** START OF WORKING DATA **

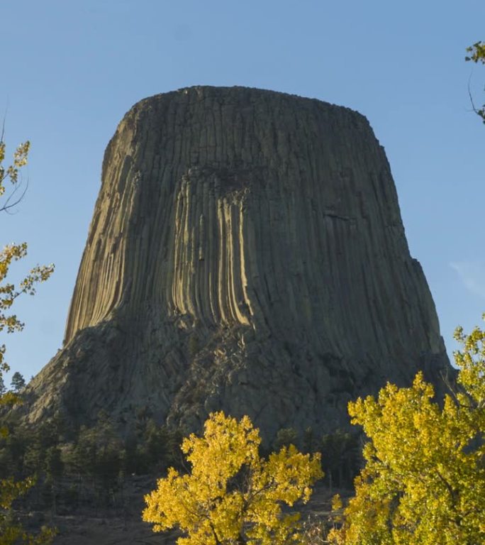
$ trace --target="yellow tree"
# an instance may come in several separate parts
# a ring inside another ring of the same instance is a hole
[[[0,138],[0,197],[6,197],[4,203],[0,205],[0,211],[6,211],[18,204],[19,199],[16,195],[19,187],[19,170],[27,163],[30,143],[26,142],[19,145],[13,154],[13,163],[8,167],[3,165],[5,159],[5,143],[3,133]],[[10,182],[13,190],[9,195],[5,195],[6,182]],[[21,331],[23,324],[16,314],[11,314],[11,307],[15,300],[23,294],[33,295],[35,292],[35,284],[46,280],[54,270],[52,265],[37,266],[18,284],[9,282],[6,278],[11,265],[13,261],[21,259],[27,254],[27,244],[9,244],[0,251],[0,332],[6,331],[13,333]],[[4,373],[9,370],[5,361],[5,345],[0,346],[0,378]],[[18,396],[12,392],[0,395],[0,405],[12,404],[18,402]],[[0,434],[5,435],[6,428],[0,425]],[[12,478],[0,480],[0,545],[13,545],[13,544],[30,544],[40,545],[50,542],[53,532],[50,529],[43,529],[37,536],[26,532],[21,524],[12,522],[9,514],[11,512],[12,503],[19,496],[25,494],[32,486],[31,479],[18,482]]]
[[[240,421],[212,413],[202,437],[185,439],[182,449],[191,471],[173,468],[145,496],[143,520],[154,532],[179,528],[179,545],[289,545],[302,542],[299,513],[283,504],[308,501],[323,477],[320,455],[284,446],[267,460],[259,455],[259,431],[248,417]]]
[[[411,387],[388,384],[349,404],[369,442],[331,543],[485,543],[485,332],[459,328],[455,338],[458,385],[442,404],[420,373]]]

** END OF WORKING DATA **
** START OF WORKING DATA **

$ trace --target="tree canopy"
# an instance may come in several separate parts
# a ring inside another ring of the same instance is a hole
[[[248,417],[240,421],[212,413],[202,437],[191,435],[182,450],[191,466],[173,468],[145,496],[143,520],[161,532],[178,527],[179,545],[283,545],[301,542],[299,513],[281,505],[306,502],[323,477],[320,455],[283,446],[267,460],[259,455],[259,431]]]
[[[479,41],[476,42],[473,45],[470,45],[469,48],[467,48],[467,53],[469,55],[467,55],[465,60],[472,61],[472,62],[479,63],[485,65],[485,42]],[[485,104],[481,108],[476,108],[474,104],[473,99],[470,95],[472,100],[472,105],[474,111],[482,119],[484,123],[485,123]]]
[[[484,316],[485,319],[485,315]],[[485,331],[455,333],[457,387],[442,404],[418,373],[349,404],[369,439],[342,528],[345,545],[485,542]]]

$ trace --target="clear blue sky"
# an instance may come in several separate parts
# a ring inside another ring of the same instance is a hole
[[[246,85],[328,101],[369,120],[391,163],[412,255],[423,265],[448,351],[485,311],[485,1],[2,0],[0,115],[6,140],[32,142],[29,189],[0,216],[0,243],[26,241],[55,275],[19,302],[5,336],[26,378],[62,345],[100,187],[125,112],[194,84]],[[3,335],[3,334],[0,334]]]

** END OF WORKING DATA **

• [EXERCISE PROMPT] How many lines of the material above contain the string "target"? Give only the number.

• [CORRECT RESPONSE] 3